PASSAGE SHOWN:

________________

AUSTIN, Texas (Nexstar) — As COVID-era SNAP benefit increases are set to expire after this month, more than 1 in 5 Texans are worried they or their families will not have enough to eat.

Polling from the nonprofit No Kid Hungry and Change Research shows that more than one in three adults reported at least one symptom of food insecurity in the past year, including 40% of parents.

The group is raising concerns as federal food assistance is set to decrease in March. During the COVID-19 pandemic, Congress increased the amount of money states could distribute to families under the Supplemental Nutrition Assistance Program, or SNAP. Those increases are set to expire next month.

The Central Texas Food Bank is preparing for their demand to spike as more Texans become food insecure. They already serve more than 270,000 people every month.

“Families were already struggling to make ends meet prior to this. And so with the potential to lose nearly 50% of their SNAP allotment, we know that that’s going to put an additional burden,” Central Texas Food Bank CEO Sari Vatske said. “Families are going to have to make difficult choices, which we already know they’re making between food and medicine, between housing and food.”

The decrease could amount to nearly half of some families’ current benefits. For a family of four, monthly allotments could drop from the maximum of $939 to the base of $500.

All SNAP recipients will lose at least $95 in additional benefits provided under the COVID emergency allotments.

“We still have families, especially those here in Southeast Austin, who struggle with food security,” Austin City Council member Vanessa Fuentes said at the opening of the Central Texas Food Bank’s food pantry on Thursday. “For many of our families, they are struggling to make ends meet and sometimes have that tough choice of choosing between putting food on the table and paying for health care.”

No Kid Hungry’s data shows Rural Texans are impacted especially hard by food insecurity. 44% of rural respondents reported one or more symptoms of food insecurity, the largest percentage of any group. Vatske said that is always the case, as many rural Texans are further from resources like food banks.

________________

RECORDS PROVIDED:

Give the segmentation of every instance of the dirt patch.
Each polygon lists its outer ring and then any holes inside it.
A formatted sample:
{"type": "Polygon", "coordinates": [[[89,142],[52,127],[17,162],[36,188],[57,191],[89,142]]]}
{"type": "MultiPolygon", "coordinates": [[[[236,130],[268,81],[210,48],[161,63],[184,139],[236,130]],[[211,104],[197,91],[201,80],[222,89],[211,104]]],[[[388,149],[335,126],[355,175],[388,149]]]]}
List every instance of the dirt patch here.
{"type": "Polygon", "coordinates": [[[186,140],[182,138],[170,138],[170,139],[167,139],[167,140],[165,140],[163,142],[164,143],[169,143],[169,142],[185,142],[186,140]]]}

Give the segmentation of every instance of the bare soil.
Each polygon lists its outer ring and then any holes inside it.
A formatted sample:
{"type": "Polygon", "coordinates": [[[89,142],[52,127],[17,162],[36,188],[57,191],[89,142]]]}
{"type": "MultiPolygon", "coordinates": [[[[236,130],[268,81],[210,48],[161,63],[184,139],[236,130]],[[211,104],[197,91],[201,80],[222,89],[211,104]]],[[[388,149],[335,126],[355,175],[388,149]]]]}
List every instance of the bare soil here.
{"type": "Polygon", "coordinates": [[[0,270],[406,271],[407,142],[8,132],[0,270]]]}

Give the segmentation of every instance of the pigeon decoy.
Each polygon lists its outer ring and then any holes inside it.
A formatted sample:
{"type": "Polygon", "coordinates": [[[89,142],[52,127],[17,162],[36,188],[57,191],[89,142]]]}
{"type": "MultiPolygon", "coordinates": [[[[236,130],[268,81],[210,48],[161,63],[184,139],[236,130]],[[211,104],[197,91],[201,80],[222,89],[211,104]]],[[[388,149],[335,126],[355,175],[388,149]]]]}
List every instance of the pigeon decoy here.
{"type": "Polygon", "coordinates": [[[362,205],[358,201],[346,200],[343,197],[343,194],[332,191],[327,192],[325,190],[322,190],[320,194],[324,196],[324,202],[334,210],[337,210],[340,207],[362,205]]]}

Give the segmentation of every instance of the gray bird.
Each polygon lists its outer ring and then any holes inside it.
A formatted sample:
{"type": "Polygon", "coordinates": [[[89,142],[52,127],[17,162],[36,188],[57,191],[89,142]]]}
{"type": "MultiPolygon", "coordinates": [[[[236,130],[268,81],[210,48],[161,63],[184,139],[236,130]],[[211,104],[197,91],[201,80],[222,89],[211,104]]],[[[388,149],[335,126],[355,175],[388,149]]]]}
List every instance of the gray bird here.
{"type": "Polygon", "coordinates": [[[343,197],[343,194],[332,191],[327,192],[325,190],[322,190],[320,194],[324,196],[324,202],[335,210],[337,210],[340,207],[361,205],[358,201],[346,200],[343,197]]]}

________________

COMPLETE THE FOLLOWING:
**A)** List every dollar amount given in the article on SNAP benefit cuts in Texas.
**B)** Using the article on SNAP benefit cuts in Texas, decide whether each statement agrees with it: (i) The Central Texas Food Bank serves more than 270,000 people a month. (ii) The Texas Legislature raised SNAP amounts during the pandemic. (iii) Urban respondents reported the highest rate of food insecurity symptoms.
**C)** Carry on writing the article on SNAP benefit cuts in Texas from the point where it ends.
The entries come from a separate source and have no connection to the article on SNAP benefit cuts in Texas.

OUTPUTS FOR THE TASKS:
**A)** $939, $500, $95

**B)**
(i) Yes: "They already serve more than 270,000 people every month."
(ii) No: "Congress increased the amount of money states could distribute to families under the Supplemental Nutrition Assistance Program"
(iii) No: "44% of rural respondents reported one or more symptoms of food insecurity, the largest percentage of any group."

**C)**
17 states have already ended the additional emergency assistance. This month, Texas Gov. Greg Abbott directed the Health and Human Services Commission to extend nearly $346 million in benefits for the final month allowed by the USDA.

“The State of Texas has been able to help millions of families across our great state access the food they need to stay healthy,” Gov. Abbott said in a press release early this month. “We’re proud to have provided billions of dollars in supplemental benefits so Texans could have healthy and nutritious food options to take care of their families and loved ones.”

His office says these benefits will help 1.6 million Texas households. Over 2.2 million households received SNAP emergency supplements in just the last two months.

The Central Texas Food Bank directs people in need to their website. They provide a list of agencies in their 21-county service area. People in need of the food pantry will need to make an appointment on the website, as well.

Health and Human Services directs Texans in need to contact the Texas Information and Referral Network (TIRN) at 211. TIRN can connect you with food pantries, housing, senior services, childcare, and cash for basic needs.

Texans can also find help at the Texas Community Partner Program and find your local food bank at Feeding Texas.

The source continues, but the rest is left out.